* **SHORT PROBLEM**
Write out the records beneath this line exactly as they appear, minus any images.

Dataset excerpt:
%%

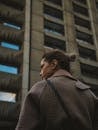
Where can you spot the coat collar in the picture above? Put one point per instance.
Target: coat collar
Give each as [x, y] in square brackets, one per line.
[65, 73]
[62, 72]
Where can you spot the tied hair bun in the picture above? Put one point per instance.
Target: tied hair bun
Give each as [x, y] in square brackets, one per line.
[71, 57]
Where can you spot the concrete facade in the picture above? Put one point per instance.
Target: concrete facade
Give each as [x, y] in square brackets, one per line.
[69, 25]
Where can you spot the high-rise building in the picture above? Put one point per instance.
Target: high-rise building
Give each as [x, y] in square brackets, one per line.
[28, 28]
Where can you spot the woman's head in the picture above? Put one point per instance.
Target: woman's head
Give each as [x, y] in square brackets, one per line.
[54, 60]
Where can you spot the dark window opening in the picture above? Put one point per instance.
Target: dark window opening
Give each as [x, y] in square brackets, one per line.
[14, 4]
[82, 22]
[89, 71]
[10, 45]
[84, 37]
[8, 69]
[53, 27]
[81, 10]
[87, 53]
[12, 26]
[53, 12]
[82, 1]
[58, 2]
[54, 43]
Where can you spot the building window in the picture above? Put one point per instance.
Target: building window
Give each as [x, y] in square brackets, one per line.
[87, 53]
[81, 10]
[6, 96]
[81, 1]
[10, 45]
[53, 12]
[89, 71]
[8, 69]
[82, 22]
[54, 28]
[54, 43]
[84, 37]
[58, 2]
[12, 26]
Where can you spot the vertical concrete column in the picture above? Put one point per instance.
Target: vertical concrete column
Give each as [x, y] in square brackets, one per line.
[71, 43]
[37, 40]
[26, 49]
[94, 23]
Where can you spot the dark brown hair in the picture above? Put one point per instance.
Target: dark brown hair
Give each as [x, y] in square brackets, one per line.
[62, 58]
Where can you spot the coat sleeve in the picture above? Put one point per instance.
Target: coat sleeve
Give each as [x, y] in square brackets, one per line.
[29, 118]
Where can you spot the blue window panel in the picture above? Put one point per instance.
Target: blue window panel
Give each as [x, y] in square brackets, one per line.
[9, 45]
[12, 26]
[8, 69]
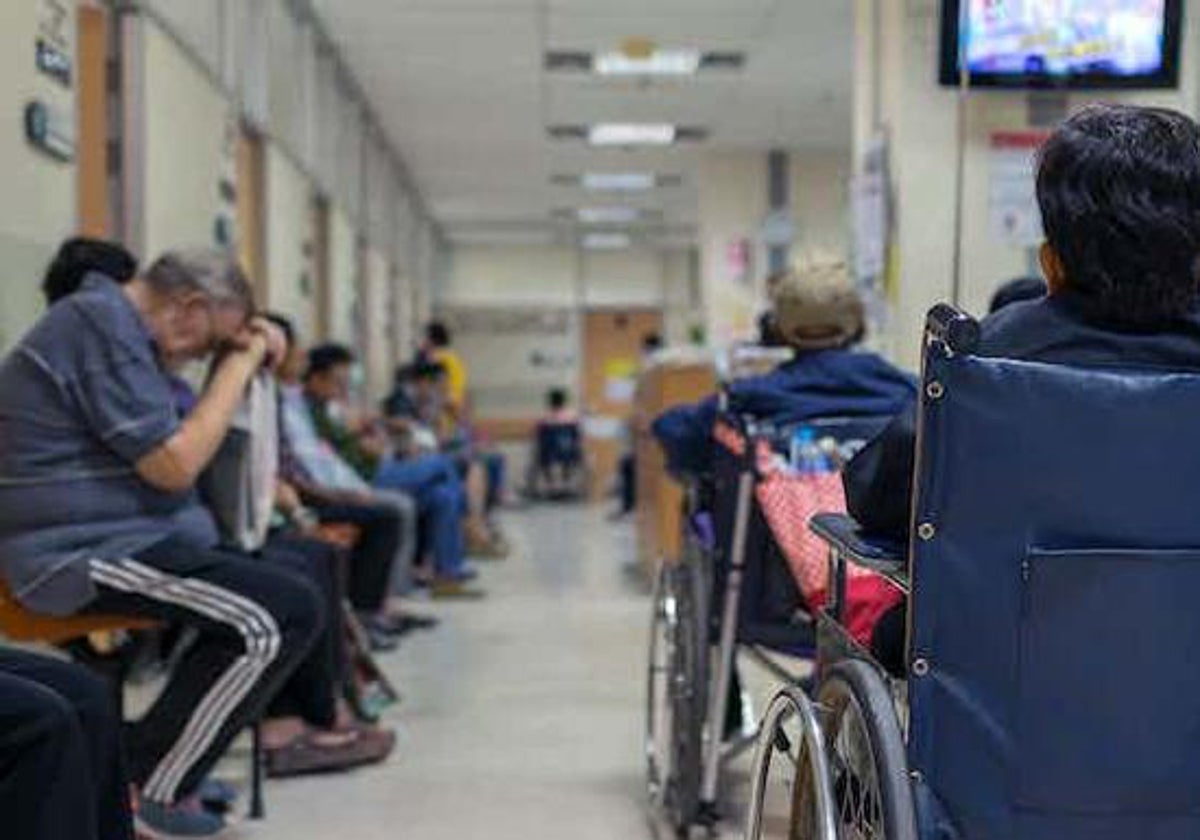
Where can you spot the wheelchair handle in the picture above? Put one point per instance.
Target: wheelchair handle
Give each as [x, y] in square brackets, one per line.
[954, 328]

%%

* **ANSWER TO THE EXERCISE**
Where can you spot the coat collar in the picture above? Put one point per instance.
Target: coat collar
Give each as [x, y] in square brackets, one per line.
[65, 73]
[62, 72]
Where can you spot the tied hair bun in the picture above? Put one point per instance.
Target: tied hair bun
Give each as [x, y] in square brackets, one per line.
[71, 57]
Where can you spot the concrete facade in the picture above? Put one point per instance.
Target: concrete facade
Give each as [x, y] in square brackets, one per line.
[69, 25]
Where can you spot the high-rise building in the picture above? Put one point per instance.
Target: high-rise building
Give each as [x, y] in square brackets, one per line.
[28, 28]
Where can you spot the woman's head in the picture above? Put one point per instance.
Target: woman's head
Give each as [x, y] in square brackets, one per line.
[54, 60]
Where can you spot the dark window opening in the picture above? Put one point per instance.
Target: dark window opening
Give each as [x, y] in square brackets, one per line.
[14, 4]
[82, 22]
[89, 71]
[10, 45]
[84, 37]
[8, 69]
[53, 27]
[81, 10]
[87, 53]
[12, 26]
[53, 12]
[82, 1]
[58, 2]
[54, 43]
Where can you spot the building window in the picture above? Put one point per instance.
Target: building window
Give each as [x, y] in square brackets, one per line.
[87, 53]
[81, 10]
[6, 96]
[81, 1]
[10, 45]
[53, 12]
[89, 71]
[8, 69]
[82, 22]
[54, 28]
[54, 43]
[84, 37]
[58, 2]
[12, 26]
Where can you spot the vertical concrete column in the picture above? Put one point per instance.
Target: vertical concrete column
Give each as [x, y] in square brackets, one per line.
[71, 43]
[37, 40]
[26, 49]
[94, 23]
Where can you spot the dark brown hair in the picture above? Put one point per instance.
Target: dark brown hair
Give each as [x, y] in square brackets, one per line.
[62, 58]
Where can you spot the coat sleeve in the picture above? Put one point per instance.
Target: coat sleeve
Give each as [x, y] in square brackets, one per line.
[29, 118]
Where can you spot the blue window panel in the picture above? Put one point per instance.
Target: blue window panel
Give each as [x, y] in square brackets, one per line.
[9, 45]
[12, 26]
[8, 69]
Where can you spot the wheelchair handle in the picture above? Put one point per instance.
Target: wheelchair handle
Give each as [x, y] in square brackets, one per line.
[954, 328]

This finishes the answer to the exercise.